[QUOTED PASSAGE]
-=-=-=-=-

FeynModel V 0.1

Welcome to the FeynModel repository, a Vision Language model with the reasoning capabilities of an LLM (Large Language Model). It aims to explore the combined power of vision and language for scientific reasoning tasks. This model is fine-tuned using the LoRA (Low-Rank Adaptation) method, optimizing it for enhanced performance in a variety of vision and language tasks.

Version 0.1 utilizes pretrained layers from the DaVit Vision Tower of Florence2-base (Microsoft) and Gemma2-2B (Google), and was fine-tuned on M3IT, COCO, and ScienceQA datasets. It employs an S6 block to integrate context memory for Q*TS (experimental).

how to use

# make sur to have torch, transformers, pillow, einos ,einops and timm libraries 
from transformers import AutoProcessor,  AutoModelForCausalLM
model_id='Imagroune/feynmodel'
processor = AutoProcessor.from_pretrained(model_id, trust_remote_code=True)
model = AutoModelForCausalLM.from_pretrained(model_id,trust_remote_code=True)

-=-=-=-=-

Region pointing data:
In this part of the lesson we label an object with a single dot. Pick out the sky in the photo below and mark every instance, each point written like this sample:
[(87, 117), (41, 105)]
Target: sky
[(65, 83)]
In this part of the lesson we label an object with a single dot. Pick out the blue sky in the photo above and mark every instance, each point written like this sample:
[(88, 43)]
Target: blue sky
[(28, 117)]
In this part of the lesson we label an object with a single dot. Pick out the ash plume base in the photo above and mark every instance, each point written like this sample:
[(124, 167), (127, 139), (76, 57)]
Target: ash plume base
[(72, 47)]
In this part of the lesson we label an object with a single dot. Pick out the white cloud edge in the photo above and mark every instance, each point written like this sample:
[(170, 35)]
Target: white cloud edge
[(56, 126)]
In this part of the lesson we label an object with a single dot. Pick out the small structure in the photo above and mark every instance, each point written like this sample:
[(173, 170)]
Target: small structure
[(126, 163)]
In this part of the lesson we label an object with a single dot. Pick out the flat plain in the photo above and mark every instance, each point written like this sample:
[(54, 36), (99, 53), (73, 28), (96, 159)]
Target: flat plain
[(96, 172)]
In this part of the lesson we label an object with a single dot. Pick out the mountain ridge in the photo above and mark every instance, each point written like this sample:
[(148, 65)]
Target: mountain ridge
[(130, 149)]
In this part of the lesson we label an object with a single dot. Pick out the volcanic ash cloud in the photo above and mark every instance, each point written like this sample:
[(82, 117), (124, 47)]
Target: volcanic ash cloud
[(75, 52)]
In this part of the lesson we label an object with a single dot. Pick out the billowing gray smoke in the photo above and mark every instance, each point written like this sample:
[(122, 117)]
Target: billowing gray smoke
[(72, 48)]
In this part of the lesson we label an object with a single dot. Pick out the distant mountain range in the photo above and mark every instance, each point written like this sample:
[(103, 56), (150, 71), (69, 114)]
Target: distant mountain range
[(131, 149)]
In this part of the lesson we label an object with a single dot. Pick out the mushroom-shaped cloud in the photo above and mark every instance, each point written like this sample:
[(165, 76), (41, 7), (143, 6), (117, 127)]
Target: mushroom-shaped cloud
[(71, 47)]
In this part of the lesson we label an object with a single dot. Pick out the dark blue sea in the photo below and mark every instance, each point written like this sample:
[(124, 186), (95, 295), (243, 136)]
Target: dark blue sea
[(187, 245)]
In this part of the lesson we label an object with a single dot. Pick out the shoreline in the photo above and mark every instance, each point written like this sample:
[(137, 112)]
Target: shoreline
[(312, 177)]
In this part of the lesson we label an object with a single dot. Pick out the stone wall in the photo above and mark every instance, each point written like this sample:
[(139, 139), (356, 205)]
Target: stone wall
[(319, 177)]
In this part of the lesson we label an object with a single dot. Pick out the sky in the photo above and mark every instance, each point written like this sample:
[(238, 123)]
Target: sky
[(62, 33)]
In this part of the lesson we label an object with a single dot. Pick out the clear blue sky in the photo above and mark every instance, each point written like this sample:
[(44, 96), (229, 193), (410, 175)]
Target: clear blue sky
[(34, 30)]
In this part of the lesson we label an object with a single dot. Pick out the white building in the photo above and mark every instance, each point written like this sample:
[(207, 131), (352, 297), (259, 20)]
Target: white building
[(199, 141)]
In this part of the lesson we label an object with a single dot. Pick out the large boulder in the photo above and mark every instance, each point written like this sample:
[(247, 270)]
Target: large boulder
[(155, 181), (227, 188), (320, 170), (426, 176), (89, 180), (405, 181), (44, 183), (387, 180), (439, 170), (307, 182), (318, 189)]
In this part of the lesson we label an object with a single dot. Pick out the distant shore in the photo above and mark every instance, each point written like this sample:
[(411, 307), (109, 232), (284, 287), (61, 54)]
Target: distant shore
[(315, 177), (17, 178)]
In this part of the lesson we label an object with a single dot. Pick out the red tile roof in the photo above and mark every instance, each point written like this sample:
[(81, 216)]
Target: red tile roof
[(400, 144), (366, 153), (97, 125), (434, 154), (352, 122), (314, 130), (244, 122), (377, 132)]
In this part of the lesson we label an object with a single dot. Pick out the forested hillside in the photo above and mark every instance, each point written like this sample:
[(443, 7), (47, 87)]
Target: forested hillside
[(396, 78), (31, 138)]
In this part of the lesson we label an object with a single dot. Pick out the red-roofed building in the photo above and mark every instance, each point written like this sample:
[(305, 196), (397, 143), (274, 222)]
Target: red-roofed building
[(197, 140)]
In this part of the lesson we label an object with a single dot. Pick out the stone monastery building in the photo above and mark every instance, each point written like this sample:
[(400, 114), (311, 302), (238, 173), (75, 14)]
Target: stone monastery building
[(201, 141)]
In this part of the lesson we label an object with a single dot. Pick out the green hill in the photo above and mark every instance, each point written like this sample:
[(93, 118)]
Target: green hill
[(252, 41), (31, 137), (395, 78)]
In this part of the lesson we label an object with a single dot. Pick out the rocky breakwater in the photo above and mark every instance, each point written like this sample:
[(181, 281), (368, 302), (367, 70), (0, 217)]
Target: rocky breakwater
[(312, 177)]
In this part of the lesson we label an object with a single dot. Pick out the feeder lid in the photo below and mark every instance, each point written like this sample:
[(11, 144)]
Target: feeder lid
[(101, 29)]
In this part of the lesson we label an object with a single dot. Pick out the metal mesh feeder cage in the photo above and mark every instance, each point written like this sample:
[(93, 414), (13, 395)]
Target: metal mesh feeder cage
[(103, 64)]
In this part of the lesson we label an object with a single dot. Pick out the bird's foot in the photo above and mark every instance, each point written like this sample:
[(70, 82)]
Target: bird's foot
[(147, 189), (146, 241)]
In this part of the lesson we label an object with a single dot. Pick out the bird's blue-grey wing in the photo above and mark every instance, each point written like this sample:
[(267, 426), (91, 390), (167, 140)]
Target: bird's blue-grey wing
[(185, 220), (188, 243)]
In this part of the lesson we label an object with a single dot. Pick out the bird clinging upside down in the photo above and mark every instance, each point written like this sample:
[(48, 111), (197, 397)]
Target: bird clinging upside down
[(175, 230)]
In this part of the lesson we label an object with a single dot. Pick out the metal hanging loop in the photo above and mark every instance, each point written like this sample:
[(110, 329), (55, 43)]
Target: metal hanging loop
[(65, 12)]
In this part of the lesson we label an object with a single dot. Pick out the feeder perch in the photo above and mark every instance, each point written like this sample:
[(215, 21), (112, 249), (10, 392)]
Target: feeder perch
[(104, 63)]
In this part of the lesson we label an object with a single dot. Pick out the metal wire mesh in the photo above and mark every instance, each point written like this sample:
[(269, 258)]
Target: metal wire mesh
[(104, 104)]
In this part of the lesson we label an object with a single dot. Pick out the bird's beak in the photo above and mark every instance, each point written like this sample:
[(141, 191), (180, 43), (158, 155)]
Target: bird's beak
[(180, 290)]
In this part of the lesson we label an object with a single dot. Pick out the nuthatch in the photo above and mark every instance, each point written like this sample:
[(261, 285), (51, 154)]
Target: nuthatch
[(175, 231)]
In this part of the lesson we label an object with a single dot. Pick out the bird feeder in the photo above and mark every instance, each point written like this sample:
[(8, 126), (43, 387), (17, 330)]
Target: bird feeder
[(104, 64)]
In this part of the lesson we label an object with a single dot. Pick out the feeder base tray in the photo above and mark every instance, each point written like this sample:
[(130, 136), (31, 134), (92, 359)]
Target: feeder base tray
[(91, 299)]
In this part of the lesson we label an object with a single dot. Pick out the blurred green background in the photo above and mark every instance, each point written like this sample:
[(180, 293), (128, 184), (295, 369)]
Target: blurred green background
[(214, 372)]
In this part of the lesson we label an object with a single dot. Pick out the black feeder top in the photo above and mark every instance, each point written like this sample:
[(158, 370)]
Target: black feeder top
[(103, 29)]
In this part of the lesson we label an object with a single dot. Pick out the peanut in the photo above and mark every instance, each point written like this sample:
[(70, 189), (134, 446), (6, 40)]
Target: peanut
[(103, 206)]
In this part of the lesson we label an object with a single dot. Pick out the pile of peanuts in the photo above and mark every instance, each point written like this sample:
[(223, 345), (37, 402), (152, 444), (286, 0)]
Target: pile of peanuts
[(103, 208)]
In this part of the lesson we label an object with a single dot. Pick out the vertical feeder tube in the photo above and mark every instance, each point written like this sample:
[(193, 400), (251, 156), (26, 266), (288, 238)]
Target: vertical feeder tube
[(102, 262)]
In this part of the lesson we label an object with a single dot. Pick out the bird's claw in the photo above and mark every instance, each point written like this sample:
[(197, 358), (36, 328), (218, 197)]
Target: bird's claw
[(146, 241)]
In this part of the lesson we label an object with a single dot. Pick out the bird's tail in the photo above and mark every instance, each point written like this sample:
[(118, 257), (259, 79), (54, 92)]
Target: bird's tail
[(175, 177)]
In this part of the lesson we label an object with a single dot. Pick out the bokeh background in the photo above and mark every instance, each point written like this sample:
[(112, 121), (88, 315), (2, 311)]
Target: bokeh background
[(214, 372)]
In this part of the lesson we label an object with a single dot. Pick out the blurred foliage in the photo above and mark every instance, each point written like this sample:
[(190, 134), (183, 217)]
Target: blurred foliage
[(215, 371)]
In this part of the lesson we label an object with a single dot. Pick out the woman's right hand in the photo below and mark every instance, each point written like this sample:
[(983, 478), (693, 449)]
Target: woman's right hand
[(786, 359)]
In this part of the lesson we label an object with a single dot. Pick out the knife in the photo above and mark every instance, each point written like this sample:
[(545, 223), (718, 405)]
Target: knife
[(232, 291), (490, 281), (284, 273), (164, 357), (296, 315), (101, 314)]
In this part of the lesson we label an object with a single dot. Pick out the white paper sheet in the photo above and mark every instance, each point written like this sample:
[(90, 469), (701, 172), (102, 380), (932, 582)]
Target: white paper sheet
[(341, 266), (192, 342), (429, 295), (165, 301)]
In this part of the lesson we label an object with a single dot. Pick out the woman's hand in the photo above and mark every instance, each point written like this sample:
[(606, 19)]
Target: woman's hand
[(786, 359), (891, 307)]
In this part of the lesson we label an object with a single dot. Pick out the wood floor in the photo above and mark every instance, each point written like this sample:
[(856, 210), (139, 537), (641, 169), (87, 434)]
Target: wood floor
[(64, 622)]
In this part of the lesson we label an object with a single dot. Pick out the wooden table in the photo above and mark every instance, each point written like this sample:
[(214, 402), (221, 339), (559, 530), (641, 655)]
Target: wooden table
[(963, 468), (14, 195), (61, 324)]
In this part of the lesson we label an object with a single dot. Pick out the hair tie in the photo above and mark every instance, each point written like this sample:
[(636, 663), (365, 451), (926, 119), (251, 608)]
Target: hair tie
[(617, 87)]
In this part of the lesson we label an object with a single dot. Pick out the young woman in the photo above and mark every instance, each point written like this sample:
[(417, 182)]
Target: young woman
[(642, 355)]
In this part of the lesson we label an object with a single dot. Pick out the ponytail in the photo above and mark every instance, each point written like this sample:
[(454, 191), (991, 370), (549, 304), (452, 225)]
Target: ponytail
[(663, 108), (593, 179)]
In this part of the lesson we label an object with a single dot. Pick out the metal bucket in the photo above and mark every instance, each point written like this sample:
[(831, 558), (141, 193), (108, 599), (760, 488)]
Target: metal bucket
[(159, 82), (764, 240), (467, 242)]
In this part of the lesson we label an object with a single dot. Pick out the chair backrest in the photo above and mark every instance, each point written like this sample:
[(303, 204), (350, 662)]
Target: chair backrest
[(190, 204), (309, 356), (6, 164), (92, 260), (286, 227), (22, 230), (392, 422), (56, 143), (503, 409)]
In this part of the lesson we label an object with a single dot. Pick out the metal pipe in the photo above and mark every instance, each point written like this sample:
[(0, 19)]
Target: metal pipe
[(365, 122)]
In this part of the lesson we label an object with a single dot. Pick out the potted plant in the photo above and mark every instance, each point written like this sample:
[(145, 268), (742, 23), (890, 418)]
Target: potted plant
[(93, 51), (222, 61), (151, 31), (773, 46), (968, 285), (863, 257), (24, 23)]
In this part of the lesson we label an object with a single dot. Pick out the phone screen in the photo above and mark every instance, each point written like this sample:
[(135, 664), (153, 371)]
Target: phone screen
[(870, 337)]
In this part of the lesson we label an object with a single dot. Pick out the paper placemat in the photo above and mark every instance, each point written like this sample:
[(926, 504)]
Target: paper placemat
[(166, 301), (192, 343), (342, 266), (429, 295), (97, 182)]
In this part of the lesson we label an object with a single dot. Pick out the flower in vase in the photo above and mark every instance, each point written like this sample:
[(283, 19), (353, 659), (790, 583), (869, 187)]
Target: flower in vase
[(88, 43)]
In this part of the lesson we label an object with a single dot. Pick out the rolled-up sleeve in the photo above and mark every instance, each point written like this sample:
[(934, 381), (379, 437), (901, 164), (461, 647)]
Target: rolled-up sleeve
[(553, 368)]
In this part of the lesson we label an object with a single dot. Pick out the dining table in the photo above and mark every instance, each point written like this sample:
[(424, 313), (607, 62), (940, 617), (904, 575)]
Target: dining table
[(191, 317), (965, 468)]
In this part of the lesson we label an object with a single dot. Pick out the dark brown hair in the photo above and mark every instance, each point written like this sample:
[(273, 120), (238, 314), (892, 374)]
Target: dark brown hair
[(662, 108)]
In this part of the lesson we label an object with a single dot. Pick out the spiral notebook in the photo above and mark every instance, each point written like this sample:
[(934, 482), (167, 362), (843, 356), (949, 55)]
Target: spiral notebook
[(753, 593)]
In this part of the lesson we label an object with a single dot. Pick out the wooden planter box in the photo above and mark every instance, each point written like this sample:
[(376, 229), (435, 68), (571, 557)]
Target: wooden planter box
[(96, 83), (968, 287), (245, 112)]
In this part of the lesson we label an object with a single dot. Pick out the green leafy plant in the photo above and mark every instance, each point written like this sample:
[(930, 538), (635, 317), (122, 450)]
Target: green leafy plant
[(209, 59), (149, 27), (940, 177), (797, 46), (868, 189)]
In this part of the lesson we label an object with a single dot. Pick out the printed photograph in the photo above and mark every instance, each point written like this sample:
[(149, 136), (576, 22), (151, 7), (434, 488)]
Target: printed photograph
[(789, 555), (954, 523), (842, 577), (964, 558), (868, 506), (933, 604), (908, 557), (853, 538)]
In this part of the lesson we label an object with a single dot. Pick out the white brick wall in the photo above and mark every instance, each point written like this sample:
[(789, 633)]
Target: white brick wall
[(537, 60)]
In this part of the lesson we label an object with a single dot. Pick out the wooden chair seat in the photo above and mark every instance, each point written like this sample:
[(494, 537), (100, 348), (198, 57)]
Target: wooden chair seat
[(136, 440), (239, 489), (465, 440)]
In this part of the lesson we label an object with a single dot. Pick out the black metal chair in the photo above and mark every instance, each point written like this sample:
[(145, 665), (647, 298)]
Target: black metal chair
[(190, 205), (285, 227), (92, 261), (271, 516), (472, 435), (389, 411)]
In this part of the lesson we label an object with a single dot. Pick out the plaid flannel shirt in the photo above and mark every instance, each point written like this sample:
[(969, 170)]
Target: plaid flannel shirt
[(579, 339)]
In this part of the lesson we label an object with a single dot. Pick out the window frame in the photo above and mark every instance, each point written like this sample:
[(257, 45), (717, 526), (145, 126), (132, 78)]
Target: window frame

-=-=-=-=-

[ASSIGNED TASK]
Please write out the entire FeynModel page again, word for word and without any changes. These records have nothing to do with the FeynModel page.

[TASK RESULT]
FeynModel V 0.1

Welcome to the FeynModel repository, a Vision Language model with the reasoning capabilities of an LLM (Large Language Model). It aims to explore the combined power of vision and language for scientific reasoning tasks. This model is fine-tuned using the LoRA (Low-Rank Adaptation) method, optimizing it for enhanced performance in a variety of vision and language tasks.

Version 0.1 utilizes pretrained layers from the DaVit Vision Tower of Florence2-base (Microsoft) and Gemma2-2B (Google), and was fine-tuned on M3IT, COCO, and ScienceQA datasets. It employs an S6 block to integrate context memory for Q*TS (experimental).

how to use

# make sur to have torch, transformers, pillow, einos ,einops and timm libraries 
from transformers import AutoProcessor,  AutoModelForCausalLM
model_id='Imagroune/feynmodel'
processor = AutoProcessor.from_pretrained(model_id, trust_remote_code=True)
model = AutoModelForCausalLM.from_pretrained(model_id,trust_remote_code=True)